[STATED PROBLEM]:
Rewrite the part of the data that opens with the line containing "of the young" and closes with the line containing "pixel 110 246", changing "white mug" to "coffee mug" and keeping everything else the same.

╭──

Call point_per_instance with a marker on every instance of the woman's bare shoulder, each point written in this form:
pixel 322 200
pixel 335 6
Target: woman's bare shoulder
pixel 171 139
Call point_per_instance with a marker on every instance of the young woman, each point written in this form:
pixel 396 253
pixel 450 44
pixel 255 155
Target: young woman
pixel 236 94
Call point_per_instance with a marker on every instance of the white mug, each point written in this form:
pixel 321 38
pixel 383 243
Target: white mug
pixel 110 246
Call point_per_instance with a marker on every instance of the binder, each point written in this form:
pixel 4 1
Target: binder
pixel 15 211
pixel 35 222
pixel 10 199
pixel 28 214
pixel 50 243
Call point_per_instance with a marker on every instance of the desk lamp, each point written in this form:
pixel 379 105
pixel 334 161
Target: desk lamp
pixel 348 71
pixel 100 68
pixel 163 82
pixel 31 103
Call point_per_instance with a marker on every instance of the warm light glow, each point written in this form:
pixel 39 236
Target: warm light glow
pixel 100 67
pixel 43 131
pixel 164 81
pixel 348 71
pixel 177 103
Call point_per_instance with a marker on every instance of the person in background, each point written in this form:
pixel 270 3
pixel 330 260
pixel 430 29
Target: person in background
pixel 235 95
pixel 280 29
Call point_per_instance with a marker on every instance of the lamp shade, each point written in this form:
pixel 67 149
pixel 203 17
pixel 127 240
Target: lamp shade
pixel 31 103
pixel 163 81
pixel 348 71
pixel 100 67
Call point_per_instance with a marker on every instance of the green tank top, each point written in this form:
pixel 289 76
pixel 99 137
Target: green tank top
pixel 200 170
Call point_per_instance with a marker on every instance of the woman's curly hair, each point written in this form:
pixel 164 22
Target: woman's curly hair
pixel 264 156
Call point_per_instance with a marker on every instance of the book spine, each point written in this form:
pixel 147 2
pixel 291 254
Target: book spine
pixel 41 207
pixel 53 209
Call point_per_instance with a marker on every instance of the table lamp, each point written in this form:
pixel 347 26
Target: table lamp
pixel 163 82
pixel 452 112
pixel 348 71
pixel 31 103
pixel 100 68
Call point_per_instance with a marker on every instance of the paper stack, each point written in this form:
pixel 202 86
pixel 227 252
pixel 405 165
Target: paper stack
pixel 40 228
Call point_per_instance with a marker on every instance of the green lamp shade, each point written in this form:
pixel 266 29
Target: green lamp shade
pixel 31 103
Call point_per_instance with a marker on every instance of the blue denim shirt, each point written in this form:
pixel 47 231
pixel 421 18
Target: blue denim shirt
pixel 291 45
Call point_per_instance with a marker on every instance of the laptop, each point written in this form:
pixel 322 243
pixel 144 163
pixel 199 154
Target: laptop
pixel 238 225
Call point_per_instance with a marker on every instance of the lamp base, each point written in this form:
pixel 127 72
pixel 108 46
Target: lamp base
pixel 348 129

╰──

[RESULT FOR THIS TASK]:
Call point_per_instance with a marker on every instance of the young woman, each point written in this form:
pixel 396 253
pixel 450 44
pixel 255 155
Target: young woman
pixel 236 94
Call point_per_instance with a marker on every instance of the coffee mug, each point written in this form:
pixel 321 38
pixel 383 243
Target: coffee mug
pixel 110 246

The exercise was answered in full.